_Quoted passage_
Last year, when the disease was running rampant in New York City, thousands of victims were placed in temporary storage when the medical and funerary systems were overwhelmed. Approximately 32,800 New Yorkers are recorded as having died of COVID-19 in the city since last March, though this is likely a significant undercount.
Many families were unable to cope financially and emotionally with the burden of putting their relatives to rest, not to speak of the destitute and homeless who were dying in large numbers. News accounts reported cases of funeral homes storing bodies in unrefrigerated trucks in the street.
While the intensity of the pandemic has somewhat abated in New York, for the moment, the legacy of mass deaths remains. The bodies of hundreds of COVID-19 victims who died during the height of the pandemic last year, when more than 800 New Yorkers were dying every day from the virus, remain “temporarily” stored by the city in refrigerated trucks at a site on the Brooklyn waterfront. At its height, up to 2,000 bodies were held there. Currently, approximately 750 bodies are still being kept at this location.
Many of the victims’ families have requested that they be buried on Hart Island, the city’s cemetery for the poor and unclaimed dead. The city has lost touch with others, some of whom may themselves have also died of the disease. Many families are likely to have been overwhelmed by the price of a funeral, which typically runs into the multiple thousands of dollars, while suffering economic devastation due to the pandemic. The city provides a burial subsidy of only $1,700, up from $900 prior to the pandemic. Even this puts the cost of a funeral out of reach for many of the city’s working class.
FEMA now offers a grant of up to $9,000 for funeral expenses to families who have lost someone to the disease and have so far received over 17,000 applications nationwide. But there is a complicated application process, which includes the requirement for a death certificate that specifically cites COVID-19 as the cause of death—given the undercount of deaths this will exclude many in need—and excludes applicants who are not US citizens or legal residents, which bars a significant portion of workers in the city.
Others resist having their loved ones buried on Hart Island, due to its perceived stigma as a “paupers cemetery.” In the past, convict labor had been used to bury the dead on Hart Island. At the height of the pandemic, the city switched to the use of a private contractor to conduct the interments.
Hart Island, located at the western end of Long Island Sound in waters off of the Bronx, is the largest public cemetery in the nation, with more than a million interments. It has been the city’s paupers cemetery for 150 years. In 2020, 2,666 people were buried on Hart Island, more than twice the previous yearly average, representing one telling gauge of the pandemic’s impact. A recent study by the Columbia Journalism School’s Stabile Center of Investigative Journalism and a nonprofit news website, The City, reports that one in 10 New Yorkers who died of COVID-19 in 2020 are buried on Hart Island.
Given the utter failure of the capitalist ruling class to mount an effective response to the COVID-19 pandemic, placing the drive to protect profits over any consideration of the health and safety of the vast majority of the population, and the repeat appearance of new and more deadly variants of the virus, wave after wave of the disease is certain to occur across the globe, exacting an ever-increasing toll of death and debility.

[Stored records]
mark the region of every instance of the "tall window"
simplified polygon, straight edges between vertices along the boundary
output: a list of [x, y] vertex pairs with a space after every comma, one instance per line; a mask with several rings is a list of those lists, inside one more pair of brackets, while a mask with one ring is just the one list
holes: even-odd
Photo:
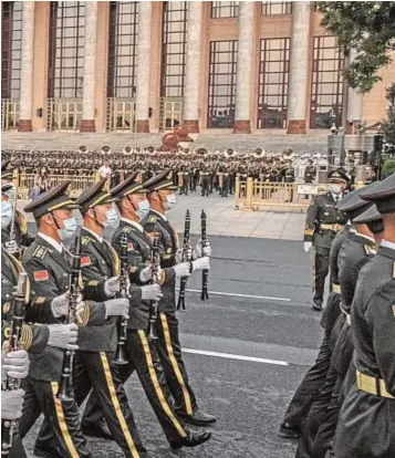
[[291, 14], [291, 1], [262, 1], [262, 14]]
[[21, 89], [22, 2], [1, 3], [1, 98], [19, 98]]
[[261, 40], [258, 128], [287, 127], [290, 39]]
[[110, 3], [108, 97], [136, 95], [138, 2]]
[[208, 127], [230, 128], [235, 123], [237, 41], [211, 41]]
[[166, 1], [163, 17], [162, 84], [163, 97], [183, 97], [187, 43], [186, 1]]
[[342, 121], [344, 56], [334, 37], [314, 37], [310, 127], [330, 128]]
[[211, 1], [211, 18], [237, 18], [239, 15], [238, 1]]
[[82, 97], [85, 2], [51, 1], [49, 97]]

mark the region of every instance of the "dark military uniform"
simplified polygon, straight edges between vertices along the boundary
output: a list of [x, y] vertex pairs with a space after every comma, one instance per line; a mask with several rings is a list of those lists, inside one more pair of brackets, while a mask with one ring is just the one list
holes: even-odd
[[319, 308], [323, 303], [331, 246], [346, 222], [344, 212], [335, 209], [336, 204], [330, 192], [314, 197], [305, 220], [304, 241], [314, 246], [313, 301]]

--

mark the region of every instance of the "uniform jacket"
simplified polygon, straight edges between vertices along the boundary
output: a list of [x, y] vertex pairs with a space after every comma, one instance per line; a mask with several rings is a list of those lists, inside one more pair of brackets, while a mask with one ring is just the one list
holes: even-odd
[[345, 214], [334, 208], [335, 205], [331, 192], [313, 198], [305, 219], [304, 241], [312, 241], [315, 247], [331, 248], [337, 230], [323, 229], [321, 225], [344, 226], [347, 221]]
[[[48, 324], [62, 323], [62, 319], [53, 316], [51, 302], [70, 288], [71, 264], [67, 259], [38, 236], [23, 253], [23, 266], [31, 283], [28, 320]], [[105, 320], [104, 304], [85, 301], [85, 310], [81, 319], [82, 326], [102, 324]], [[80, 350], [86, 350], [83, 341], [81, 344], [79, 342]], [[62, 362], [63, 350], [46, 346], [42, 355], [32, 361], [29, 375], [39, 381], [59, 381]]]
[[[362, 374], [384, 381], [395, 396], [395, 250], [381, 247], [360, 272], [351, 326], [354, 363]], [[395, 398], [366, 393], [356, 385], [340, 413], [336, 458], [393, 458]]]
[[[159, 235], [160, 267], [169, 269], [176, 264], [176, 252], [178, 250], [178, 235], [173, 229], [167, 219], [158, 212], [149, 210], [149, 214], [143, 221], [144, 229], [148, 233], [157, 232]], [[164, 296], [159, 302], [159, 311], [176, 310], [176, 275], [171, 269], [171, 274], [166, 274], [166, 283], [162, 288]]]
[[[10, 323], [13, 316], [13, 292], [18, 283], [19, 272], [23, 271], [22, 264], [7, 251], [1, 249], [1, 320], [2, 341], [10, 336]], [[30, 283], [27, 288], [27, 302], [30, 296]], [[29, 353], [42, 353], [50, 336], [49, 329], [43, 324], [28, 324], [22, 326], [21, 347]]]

_What is being asked_
Output the passage of the article above on COVID-19 victims in New York between "Many families were" and "in the street.", inclusive, copied without any change.

_Your response_
Many families were unable to cope financially and emotionally with the burden of putting their relatives to rest, not to speak of the destitute and homeless who were dying in large numbers. News accounts reported cases of funeral homes storing bodies in unrefrigerated trucks in the street.